- Objective:
Copy the rows below word for word, and leave the pictures out of your copy.

********************

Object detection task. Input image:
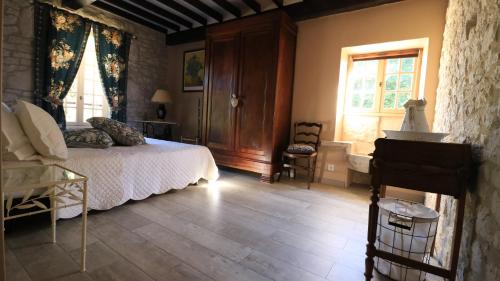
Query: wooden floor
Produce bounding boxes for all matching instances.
[6,168,406,281]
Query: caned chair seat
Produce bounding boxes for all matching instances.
[283,151,318,158]
[278,122,323,189]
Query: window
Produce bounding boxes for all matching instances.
[63,28,110,126]
[336,49,422,154]
[345,49,420,113]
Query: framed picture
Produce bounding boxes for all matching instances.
[182,49,205,92]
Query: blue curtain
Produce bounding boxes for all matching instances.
[92,23,131,122]
[35,2,91,129]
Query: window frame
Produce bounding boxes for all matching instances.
[344,48,423,116]
[63,30,110,128]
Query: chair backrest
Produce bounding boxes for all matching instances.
[293,122,323,151]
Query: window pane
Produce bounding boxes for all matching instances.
[384,93,396,108]
[385,59,399,73]
[401,58,415,72]
[352,77,363,91]
[83,79,94,95]
[83,95,94,107]
[64,91,77,102]
[363,93,375,109]
[365,76,375,91]
[94,96,102,107]
[399,74,413,91]
[64,107,76,122]
[398,92,411,108]
[83,108,93,121]
[385,75,398,91]
[351,94,361,107]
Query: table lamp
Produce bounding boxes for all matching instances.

********************

- Exercise output:
Object detection task. Input image:
Query: wooden floor
Produce bounding boxes for all matching instances.
[6,168,406,281]
Query: caned chair seat
Produce bounding boxes for all matching instances.
[283,151,318,158]
[278,122,323,189]
Query: window
Produce bounding boxes for all matching instances.
[63,28,110,126]
[336,49,422,154]
[345,49,420,113]
Query: framed picture
Produce bounding boxes for all matching instances.
[182,49,205,92]
Query: blue curtain
Produce bounding boxes for all matching instances.
[92,23,131,122]
[35,2,91,129]
Query: window frame
Produce bounding boxes for all matching instances.
[344,48,423,116]
[63,30,110,128]
Query: chair backrest
Produce bounding boxes for all matching instances.
[293,122,323,151]
Query: window pane
Produce bounding boxes for all matching instances.
[384,93,396,108]
[385,59,399,73]
[401,58,415,72]
[352,77,363,91]
[83,79,94,95]
[83,95,94,107]
[64,91,77,102]
[363,93,375,109]
[365,76,375,91]
[94,96,102,107]
[399,74,413,91]
[64,107,76,122]
[398,92,411,108]
[83,108,93,121]
[385,75,398,91]
[351,94,361,107]
Query: table lamp
Produce bounding boxes for all matching instances.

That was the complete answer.